• _Task directions_
Copy the data exactly. Images are the one exception.

• _Material for the task_
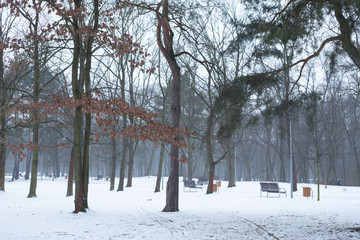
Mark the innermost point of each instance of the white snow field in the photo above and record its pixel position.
(233, 213)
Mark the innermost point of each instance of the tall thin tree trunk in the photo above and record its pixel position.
(131, 163)
(36, 93)
(113, 164)
(70, 175)
(123, 158)
(160, 168)
(209, 153)
(2, 112)
(166, 47)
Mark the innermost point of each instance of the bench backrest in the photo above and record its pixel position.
(269, 187)
(189, 183)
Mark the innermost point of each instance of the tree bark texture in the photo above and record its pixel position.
(160, 168)
(70, 175)
(113, 164)
(165, 43)
(36, 95)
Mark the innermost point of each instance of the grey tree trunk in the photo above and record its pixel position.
(165, 44)
(113, 164)
(160, 168)
(36, 95)
(70, 175)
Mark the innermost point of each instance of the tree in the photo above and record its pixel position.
(165, 38)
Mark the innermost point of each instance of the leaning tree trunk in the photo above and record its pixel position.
(209, 153)
(2, 113)
(123, 158)
(113, 164)
(166, 47)
(160, 168)
(131, 163)
(36, 93)
(71, 175)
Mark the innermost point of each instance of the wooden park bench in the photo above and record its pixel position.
(191, 184)
(271, 188)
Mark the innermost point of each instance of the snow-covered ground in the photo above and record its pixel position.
(233, 213)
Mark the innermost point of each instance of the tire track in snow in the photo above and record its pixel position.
(176, 232)
(258, 228)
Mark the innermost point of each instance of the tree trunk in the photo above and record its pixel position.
(150, 163)
(160, 168)
(163, 28)
(15, 175)
(77, 93)
(190, 164)
(113, 164)
(123, 160)
(36, 93)
(231, 161)
(86, 156)
(71, 175)
(28, 163)
(131, 163)
(209, 153)
(2, 112)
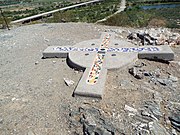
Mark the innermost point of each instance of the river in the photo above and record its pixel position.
(158, 6)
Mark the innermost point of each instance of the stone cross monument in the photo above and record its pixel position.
(98, 55)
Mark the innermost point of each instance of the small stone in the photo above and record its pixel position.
(68, 82)
(37, 62)
(137, 73)
(30, 133)
(173, 78)
(164, 82)
(13, 99)
(130, 109)
(157, 129)
(1, 120)
(174, 132)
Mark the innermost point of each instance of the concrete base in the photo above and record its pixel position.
(51, 53)
(96, 90)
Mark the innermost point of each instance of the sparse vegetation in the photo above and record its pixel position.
(88, 14)
(137, 17)
(134, 16)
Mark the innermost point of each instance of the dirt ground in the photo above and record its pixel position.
(34, 100)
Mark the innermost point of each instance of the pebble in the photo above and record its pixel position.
(173, 78)
(130, 109)
(157, 129)
(1, 120)
(30, 133)
(37, 62)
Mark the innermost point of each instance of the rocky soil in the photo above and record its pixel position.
(140, 99)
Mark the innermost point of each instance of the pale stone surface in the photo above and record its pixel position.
(118, 54)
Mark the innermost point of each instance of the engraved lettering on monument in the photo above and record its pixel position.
(98, 55)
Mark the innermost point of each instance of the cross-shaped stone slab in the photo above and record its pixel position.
(98, 55)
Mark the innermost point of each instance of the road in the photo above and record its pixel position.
(53, 11)
(122, 8)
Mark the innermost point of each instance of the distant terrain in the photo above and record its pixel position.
(133, 16)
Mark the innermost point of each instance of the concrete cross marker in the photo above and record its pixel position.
(97, 56)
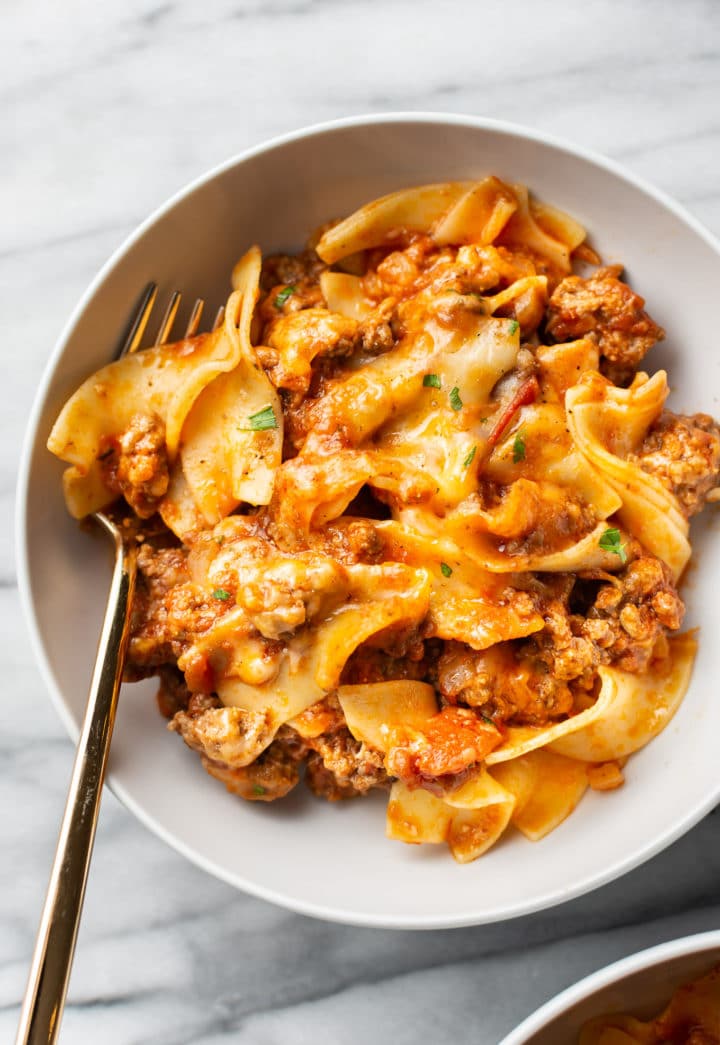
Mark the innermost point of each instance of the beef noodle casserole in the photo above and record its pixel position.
(691, 1018)
(411, 518)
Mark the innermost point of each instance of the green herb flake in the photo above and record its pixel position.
(432, 381)
(263, 420)
(470, 458)
(286, 293)
(611, 541)
(456, 401)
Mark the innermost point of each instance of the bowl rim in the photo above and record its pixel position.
(330, 913)
(606, 976)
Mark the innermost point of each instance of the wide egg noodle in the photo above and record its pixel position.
(469, 819)
(378, 598)
(163, 381)
(537, 490)
(472, 358)
(224, 460)
(693, 1014)
(344, 294)
(547, 788)
(518, 740)
(639, 709)
(617, 1030)
(479, 215)
(371, 710)
(546, 230)
(608, 424)
(427, 434)
(416, 209)
(467, 604)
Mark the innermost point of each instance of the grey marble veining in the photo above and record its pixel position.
(105, 111)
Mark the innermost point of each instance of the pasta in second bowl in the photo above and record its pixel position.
(489, 531)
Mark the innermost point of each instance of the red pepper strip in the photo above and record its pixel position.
(527, 393)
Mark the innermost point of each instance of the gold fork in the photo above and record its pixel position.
(47, 984)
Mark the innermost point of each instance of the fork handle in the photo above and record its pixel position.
(47, 985)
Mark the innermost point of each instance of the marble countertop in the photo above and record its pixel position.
(107, 110)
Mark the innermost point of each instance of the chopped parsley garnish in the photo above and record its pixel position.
(263, 420)
(470, 458)
(611, 541)
(286, 293)
(432, 381)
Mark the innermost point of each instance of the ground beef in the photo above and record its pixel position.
(135, 464)
(339, 766)
(538, 680)
(291, 269)
(172, 695)
(271, 776)
(230, 736)
(503, 684)
(168, 610)
(604, 309)
(683, 453)
(446, 745)
(630, 617)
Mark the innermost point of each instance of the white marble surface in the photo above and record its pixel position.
(107, 109)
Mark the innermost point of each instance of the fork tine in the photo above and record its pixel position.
(168, 319)
(137, 327)
(193, 322)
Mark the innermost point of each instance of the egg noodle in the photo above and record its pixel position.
(410, 518)
(691, 1018)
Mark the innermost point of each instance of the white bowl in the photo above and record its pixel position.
(641, 984)
(328, 860)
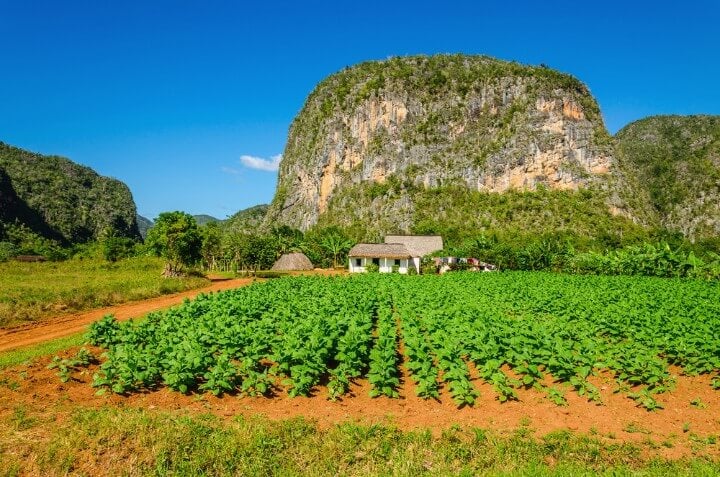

• _Exercise solution_
Mark the innermost point of each instance of the white snow field in the photo above and record its pixel position.
(233, 213)
Mark the innermost point of each instance of the tall thin tree trunk in the photo above and record its pixel position.
(131, 163)
(36, 93)
(113, 164)
(70, 175)
(123, 158)
(160, 168)
(209, 153)
(2, 112)
(166, 47)
Mark the innermost point of each instance of the bench backrest in the photo above and record its pixel position.
(269, 187)
(189, 183)
Mark the innermost point of each instance of the tree bark texture in the photo above and record its pixel position.
(160, 168)
(70, 175)
(113, 164)
(165, 43)
(36, 95)
Mark the innermost point of each instance of the grey tree trunk in the photo above and record its pixel position.
(165, 44)
(113, 164)
(160, 168)
(36, 95)
(70, 175)
Mark the innermost point of each instance of the tree in the photo above and record its pixel position.
(165, 38)
Mark the innermost point of each instance of the leaning tree trunk in the photo above and record its pixel position.
(209, 153)
(2, 113)
(123, 158)
(113, 164)
(166, 47)
(160, 168)
(131, 163)
(36, 93)
(71, 175)
Mark the innermost point of each instance of the wooden park bench in the photo above and record its pixel position.
(191, 184)
(271, 188)
Mark the innermost point of each instance of the snow-covered ground in the photo above and record its pixel position.
(233, 213)
Mark the innermost point of each instance of the tire track in snow in the photo above and record its pixel position.
(176, 232)
(258, 228)
Mark the innermost point of each instance of the tree trunk in the photo above and record its pixel position.
(150, 163)
(160, 168)
(163, 28)
(15, 175)
(77, 93)
(190, 164)
(113, 164)
(123, 160)
(36, 93)
(231, 161)
(86, 156)
(71, 175)
(28, 163)
(131, 163)
(209, 153)
(2, 112)
Mark the innermost point of each instance of the river in the photo above and record its pixel position.
(158, 6)
Mark the innermost point of each instance of the stone cross monument in the photo above and record its pixel position.
(98, 55)
Mark the innermost point of each instance of the small stone in the photo above and record its pixel position.
(68, 82)
(37, 62)
(137, 73)
(30, 133)
(173, 78)
(164, 82)
(13, 99)
(130, 109)
(157, 129)
(1, 120)
(174, 132)
Mark the innermost point of each instance of the concrete base in the photo above and record its pixel position.
(51, 53)
(96, 90)
Mark the innermost point of each instance of the sparse vegetation in the photo above and record its pixel position.
(88, 14)
(137, 17)
(134, 16)
Mark the innermost point of each instance of the dirt ground in the photo above and record its pixel position.
(34, 100)
Mark the innermost point of each instance of the pebble in the photo above and record its pixel position.
(173, 78)
(130, 109)
(157, 129)
(1, 120)
(30, 133)
(37, 62)
Mark the innermost point of each instance of the rocky soil in the photo above and record its pixel position.
(140, 99)
Mark the innermost point of each instance of the pale stone surface in the photo above and record its pixel position.
(118, 54)
Mark the innermost point of each instance of the engraved lettering on monument in the photo above and record its pixel position.
(98, 55)
Mark the innermost point of each instance of the cross-shaped stone slab in the photo above and record its pixel position.
(98, 55)
Mark the innermost point of each instance of the road in the photo above and record its pixel position.
(53, 11)
(122, 8)
Mark the innermost point of each instance of the distant terrain in the photo above and record its pixel position.
(133, 16)
Mark the innermost point of each instance of the concrete cross marker in the photo above and record its pixel position.
(97, 56)
Mark the innermost point of each instance of the beef noodle casserole in the photo above and record its pixel position.
(691, 1018)
(411, 518)
Mark the innermost point of each instance of the green herb flake in the photo above and record its pixel position.
(432, 381)
(263, 420)
(470, 458)
(286, 293)
(611, 541)
(456, 401)
Mark the innermost point of each instance of the bowl rim in the photo above and record its pixel position.
(330, 913)
(606, 976)
Mark the innermost point of each instance of the wide egg noodle in the photo above and record its pixel position.
(469, 819)
(378, 598)
(163, 381)
(537, 490)
(472, 358)
(224, 460)
(693, 1014)
(344, 294)
(547, 788)
(518, 740)
(639, 709)
(617, 1030)
(479, 215)
(371, 710)
(546, 230)
(608, 424)
(427, 434)
(416, 209)
(467, 604)
Mark the innermost point of each instance of the grey marble veining in the photo above and record its pixel position.
(105, 111)
Mark the innermost point of each instance of the pasta in second bowl in the photo above and record its pixel position.
(489, 531)
Mark the innermost point of each instance of the red pepper strip in the photo above and record its pixel position.
(527, 393)
Mark the innermost point of each instance of the gold fork in the photo above and record its pixel position.
(47, 984)
Mark the innermost point of each instance of the fork handle in the photo above and record its pixel position.
(47, 985)
Mark the innermost point of each instance of the marble countertop in the photo above and record its pixel position.
(107, 110)
Mark the innermost point of each instance of the chopped parsley garnish in the photo above and record its pixel position.
(263, 420)
(470, 458)
(611, 541)
(286, 293)
(432, 381)
Mark the innermost point of each instance of the ground beef in the photo above and record its pixel position.
(135, 464)
(339, 766)
(538, 680)
(291, 269)
(172, 695)
(271, 776)
(230, 736)
(503, 684)
(168, 610)
(604, 309)
(683, 453)
(446, 745)
(630, 617)
Mark the innermost point of each instance of the white marble surface in the photo above and record its pixel position.
(107, 109)
Mark the innermost point of each instance of the fork tine in the photo above and record its pixel position.
(168, 319)
(137, 327)
(193, 322)
Mark the innermost point of each instance of the egg noodle in the photo above and record its pixel position.
(410, 518)
(691, 1018)
Mark the innermost point of each instance of the white bowl in the photo above and record its pixel position.
(641, 984)
(328, 860)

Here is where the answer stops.